About this exercise: From the entries below, report how many lines contain the string "muzzle". Give only that number.

Excerpted data:

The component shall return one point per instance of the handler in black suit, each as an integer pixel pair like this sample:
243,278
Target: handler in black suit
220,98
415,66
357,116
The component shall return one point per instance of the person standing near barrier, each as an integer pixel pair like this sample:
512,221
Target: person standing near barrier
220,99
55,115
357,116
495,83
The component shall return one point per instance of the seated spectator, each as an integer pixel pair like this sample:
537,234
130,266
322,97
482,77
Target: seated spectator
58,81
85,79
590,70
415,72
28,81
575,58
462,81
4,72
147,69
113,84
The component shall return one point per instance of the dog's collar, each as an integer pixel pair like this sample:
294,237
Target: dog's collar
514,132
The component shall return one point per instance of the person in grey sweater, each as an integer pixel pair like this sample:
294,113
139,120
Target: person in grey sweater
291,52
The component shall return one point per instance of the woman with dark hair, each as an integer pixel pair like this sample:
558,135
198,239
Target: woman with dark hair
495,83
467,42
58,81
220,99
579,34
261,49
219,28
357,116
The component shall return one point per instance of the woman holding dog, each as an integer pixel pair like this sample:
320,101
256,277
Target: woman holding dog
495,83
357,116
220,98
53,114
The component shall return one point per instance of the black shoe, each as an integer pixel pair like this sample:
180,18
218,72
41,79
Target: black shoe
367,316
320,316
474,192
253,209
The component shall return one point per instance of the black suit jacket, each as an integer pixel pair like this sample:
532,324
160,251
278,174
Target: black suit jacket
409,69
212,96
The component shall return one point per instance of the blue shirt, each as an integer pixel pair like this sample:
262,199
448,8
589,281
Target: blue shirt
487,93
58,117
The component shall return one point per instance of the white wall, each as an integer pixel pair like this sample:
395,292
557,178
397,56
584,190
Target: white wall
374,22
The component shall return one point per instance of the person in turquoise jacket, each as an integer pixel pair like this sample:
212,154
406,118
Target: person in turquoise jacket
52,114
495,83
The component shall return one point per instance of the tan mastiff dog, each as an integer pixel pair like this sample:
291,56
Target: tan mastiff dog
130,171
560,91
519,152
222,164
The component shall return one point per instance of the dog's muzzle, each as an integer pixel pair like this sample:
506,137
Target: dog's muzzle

Written answer: 2